----- Bloc de texte
Il y a Jean-Marc Jancovici.

Il envoie une présentation ripolinée sur l’énergie et sa disponibilité, l’épuisement des ressources, l’ineptie de compter en termes de PIB, les fausses solutions technologiques, sociétales et politiques. Il conclut même avec une magistrale équation qui brise le tabou de la démographie, à prendre obligatoirement en compte si on veut sérieusement s’attaquer au problème climatique. Peu de solutions toute faites, mais l’exposé a le grand mérite d’être extrêmement bien rythmé, instructif, documenté, pour déboucher sur une conclusion sans appel et claire comme du jus de chique : on est bin dans la marde.

À ce stade-là, j’ai failli me dire que tout était déjà en marche, pas besoin de faire un coup de gueule ou un coup d’éclat, je suis venu pour rien, Jacqueline De Quattro va bondir sur scène, se révéler lionne, arracher les affiches et proclamer la fin du capitalisme.

Et puis il y a eu la « table ronde ».

Vite, vite, un petit débat avec les questions recueillies sur internet.

Mais vite, parce qu’on a débordé avec les conférences.

Alors parlez vite, réfléchissez vite, soyez vite convaincants.

On aligne 5 chaises, quatre des intervenants viennent s’asseoir et le journaliste relaie toutes les certaines questions aux orateurs·trices.

Et là, déception.

Alors qu’on vient d’avoir une présentation limpide du système de marde dans lequel on nage, les questions s’étiolent sur des détails, les réponses se fanent sur des abstractions. Alors quitte à être venu déguisé en jeune PLR, je me dis que je vais me taper l’incruste. Note pour plus tard aux organisateurs de tables rondes : ne laissez jamais une chaise inoccupée quand il y a un improvisateur dans la salle.

Je m’approche de la tribune.

On me regarde.

Je m’assieds tranquillos dans la cinquième chaise.

On me regarde un peu interloqué. Le journaliste ne sait pas quoi faire.

Jancovici dit « Ah, on dirait qu’il y a un happening ».

Le journaliste se tourne vers moi en me demandant ce que je fous ici.

Je réponds à l’assemblée que je représente la Nature et que jusqu’ici, on ne m’a pas beaucoup donné la parole.

Rires gênés.

Instants suspendus.

Malaise à la vaudoise.
----------
◆ Consignes
Recopiez le passage du récit de la table ronde qui va de « Je m’approche de » jusqu'à « je fous ici. ». Mettez-le à jour en remplaçant « tribune » par « scène ».
----- Données
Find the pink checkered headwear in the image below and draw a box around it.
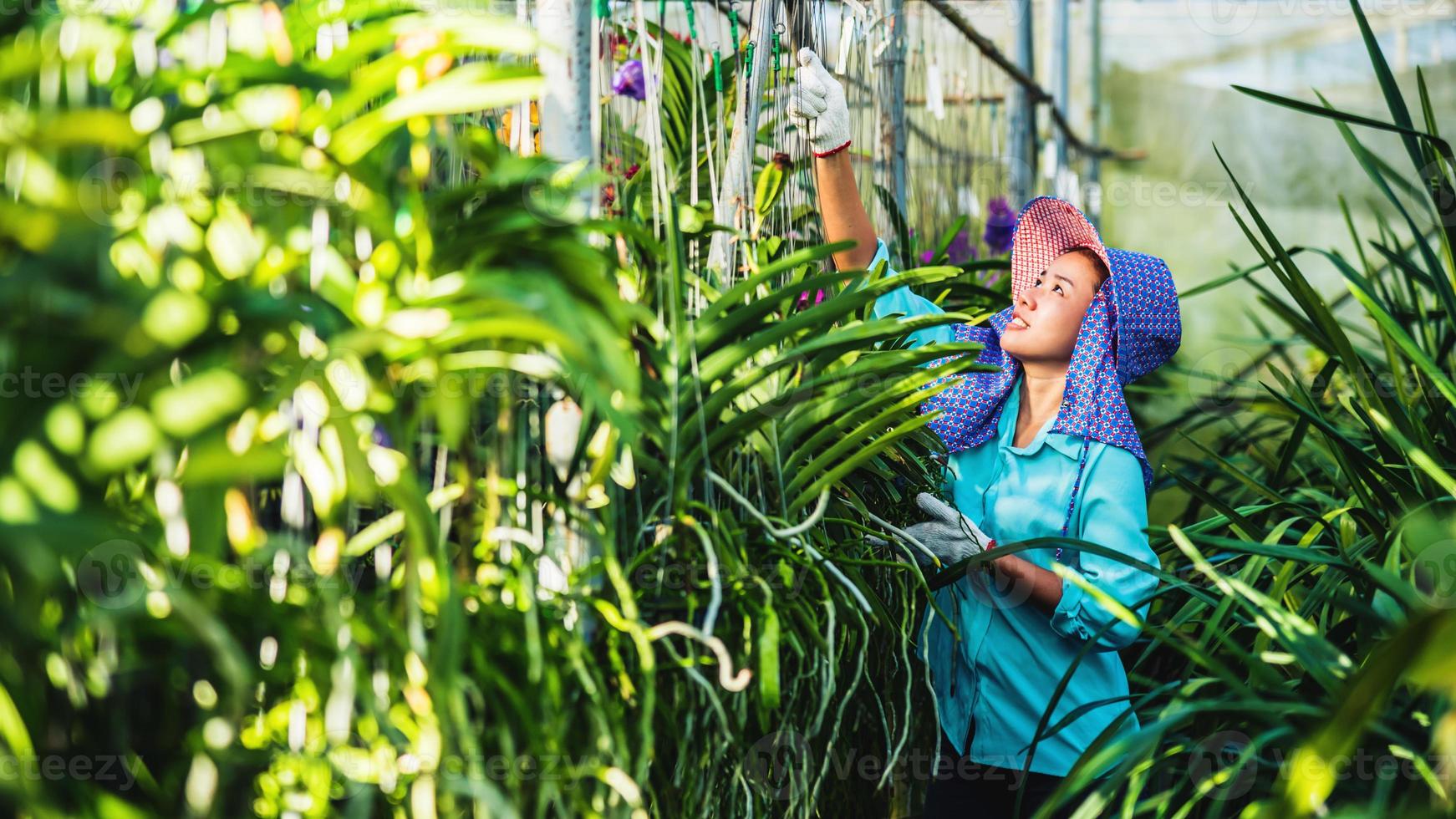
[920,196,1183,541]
----------
----- Données
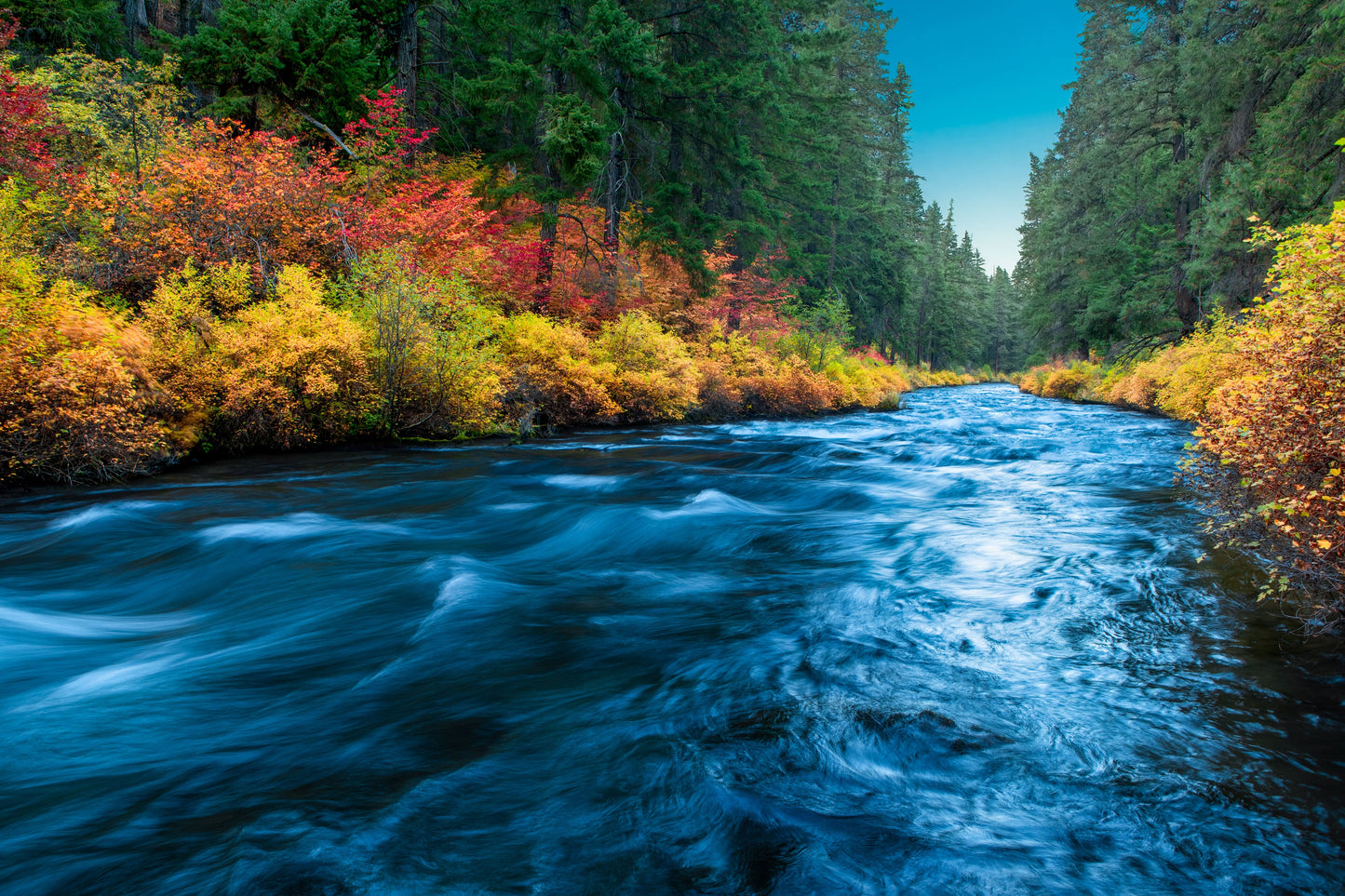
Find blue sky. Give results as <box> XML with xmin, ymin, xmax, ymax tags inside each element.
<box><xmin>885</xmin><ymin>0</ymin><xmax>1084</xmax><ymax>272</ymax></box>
----------
----- Données
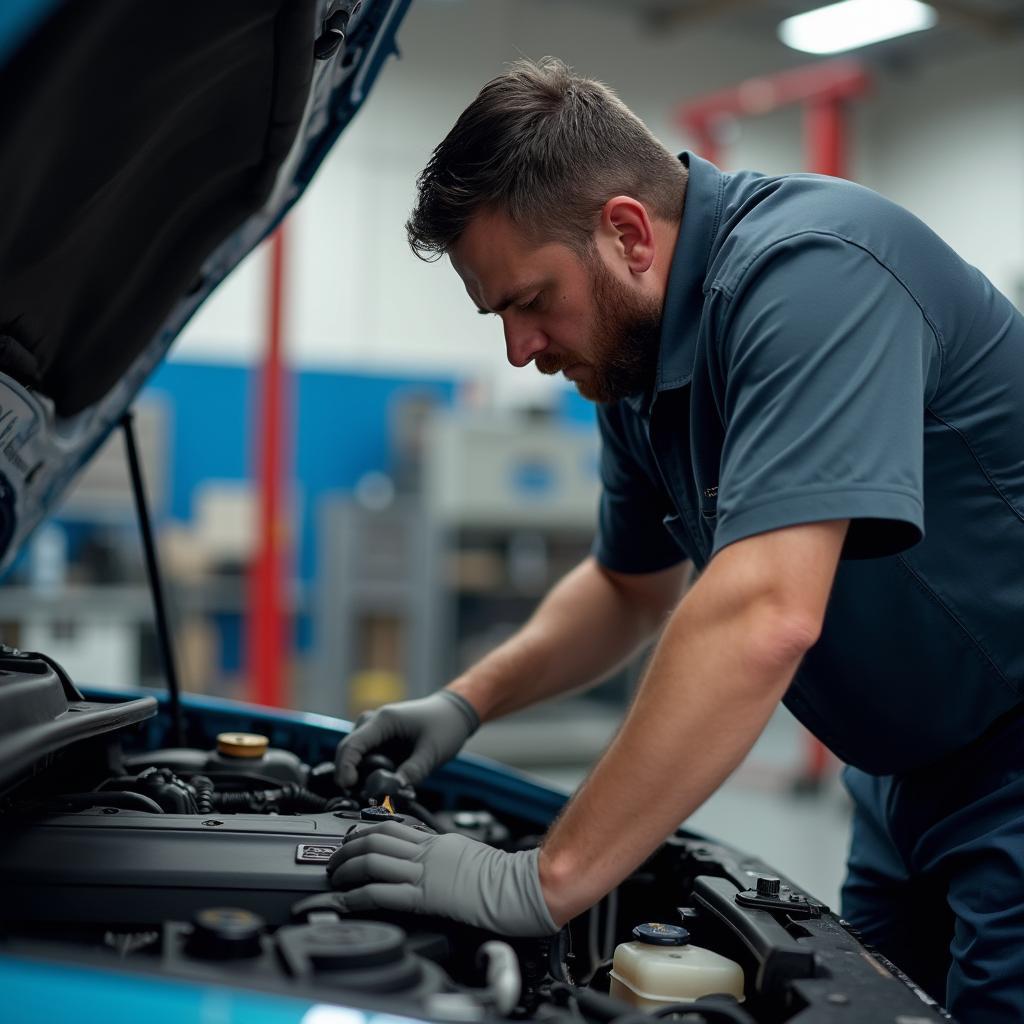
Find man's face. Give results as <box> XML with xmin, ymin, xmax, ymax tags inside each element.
----------
◆ Résultat attendu
Je m’approche de la scène.

On me regarde.

Je m’assieds tranquillos dans la cinquième chaise.

On me regarde un peu interloqué. Le journaliste ne sait pas quoi faire.

Jancovici dit « Ah, on dirait qu’il y a un happening ».

Le journaliste se tourne vers moi en me demandant ce que je fous ici.